Another in a series of “timeless essays” offered by The Imaginative Conservative is this one by T.S. Eliot. And it does feel as relevant today as when it was written in 1945.
But I think that a nation which is completely unified culturally, will cease to produce any culture: so that there must be a certain amount of internal culturalbickering if it is to achieve anything in the way of art, thought and spiritual activity—and thereby make its contribution to the culture of Europe.
It has often been the weakness of “regionalist” movements, to assume that a cultural malady can be cured by political means; to ascribe, to individuals belonging to the dominant culture, malignant intentions of which they may be innocent; and, by not probing deep enough into the causes, to prescribe a superficial remedy. By the materialist, these regional stirrings are often regarded with derision. The man of letters, who should be peculiarly qualified to respect and to criticize them, should be able to take a longer view than either the politician or the local patriot. He should know that neither in a complete and universal uniformity, nor in an isolated self-sufficiency, can culture flourish; that a local and a general culture are so far from being in conflict, that they are truly necessary to each other. To the engineering mind, the idea of a universal uniformity on the one hand or the idea of complete autarky on the other, is more easily apprehensible. The union of local cultures in a general culture is more difficult to conceive, and more difficult to realize. But the man of letters should know that uniformity means the obliteration of culture, and that self-sufficiency means its death by starvation.

List of tasks |
(a) List the weaknesses of "regionalist" movements that the passage on regional culture names.
(b) Continue the passage on regional culture from where it stops.

Records supplied |
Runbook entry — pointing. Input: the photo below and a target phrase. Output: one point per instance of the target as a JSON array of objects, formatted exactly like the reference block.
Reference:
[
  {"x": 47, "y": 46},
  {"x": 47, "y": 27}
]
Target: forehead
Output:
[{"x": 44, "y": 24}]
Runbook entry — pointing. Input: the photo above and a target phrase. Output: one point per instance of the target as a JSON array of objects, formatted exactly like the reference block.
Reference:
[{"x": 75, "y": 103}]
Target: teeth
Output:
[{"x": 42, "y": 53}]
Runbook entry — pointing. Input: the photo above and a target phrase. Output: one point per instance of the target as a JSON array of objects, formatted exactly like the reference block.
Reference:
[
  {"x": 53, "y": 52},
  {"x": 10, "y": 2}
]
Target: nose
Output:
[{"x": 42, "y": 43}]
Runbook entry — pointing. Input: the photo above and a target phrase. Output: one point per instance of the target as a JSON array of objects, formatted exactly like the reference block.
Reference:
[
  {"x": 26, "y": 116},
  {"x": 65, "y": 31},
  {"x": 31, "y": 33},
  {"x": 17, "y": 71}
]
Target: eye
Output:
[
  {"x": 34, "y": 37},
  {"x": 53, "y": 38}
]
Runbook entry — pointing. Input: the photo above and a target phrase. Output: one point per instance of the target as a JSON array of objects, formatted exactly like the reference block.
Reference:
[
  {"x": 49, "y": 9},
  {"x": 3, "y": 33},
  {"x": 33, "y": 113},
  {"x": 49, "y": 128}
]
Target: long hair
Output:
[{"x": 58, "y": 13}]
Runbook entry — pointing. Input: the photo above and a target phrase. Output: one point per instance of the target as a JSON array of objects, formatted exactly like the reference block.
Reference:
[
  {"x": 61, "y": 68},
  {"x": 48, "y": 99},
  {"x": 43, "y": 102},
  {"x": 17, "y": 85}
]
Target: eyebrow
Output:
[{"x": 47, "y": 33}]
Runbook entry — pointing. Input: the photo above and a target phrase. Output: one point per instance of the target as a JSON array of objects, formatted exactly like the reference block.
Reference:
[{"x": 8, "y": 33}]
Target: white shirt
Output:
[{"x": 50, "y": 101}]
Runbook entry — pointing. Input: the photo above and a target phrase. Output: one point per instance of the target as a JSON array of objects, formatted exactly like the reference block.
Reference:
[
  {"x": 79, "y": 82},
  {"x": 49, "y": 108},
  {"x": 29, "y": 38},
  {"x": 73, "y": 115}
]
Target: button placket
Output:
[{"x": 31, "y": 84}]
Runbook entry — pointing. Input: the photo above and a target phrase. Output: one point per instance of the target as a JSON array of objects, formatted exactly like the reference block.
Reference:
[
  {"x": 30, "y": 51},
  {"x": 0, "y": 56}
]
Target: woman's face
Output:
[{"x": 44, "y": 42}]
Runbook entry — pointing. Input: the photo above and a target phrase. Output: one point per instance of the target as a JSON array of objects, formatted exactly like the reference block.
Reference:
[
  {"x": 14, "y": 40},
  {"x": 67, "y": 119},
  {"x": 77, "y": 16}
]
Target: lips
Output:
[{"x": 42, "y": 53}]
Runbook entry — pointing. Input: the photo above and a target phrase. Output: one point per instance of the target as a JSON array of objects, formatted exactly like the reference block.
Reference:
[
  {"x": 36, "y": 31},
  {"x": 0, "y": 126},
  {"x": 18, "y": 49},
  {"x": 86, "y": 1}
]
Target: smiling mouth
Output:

Answers given |
(a)
- Assuming that a cultural malady can be cured by political means
- Ascribing to individuals of the dominant culture malignant intentions of which they may be innocent
- Prescribing a superficial remedy by not probing deep enough into the causes

(b)
I have suggested that the cultural health of Europe, including the cultural health of its component parts, is incompatible with extreme forms of both nationalism and internationalism. But the cause of that disease, which destroys the very soil in which culture has its roots, is not so much extreme ideas, and the fanaticism which they stimulate, as the relentless pressure of modern industrialism, setting the problems which the extreme ideas attempt to solve. Not least of the effects of industrialism is that we become mechanized in mind, and consequently attempt to provide solutions in terms of engineering, for problems which are essentially problems of life.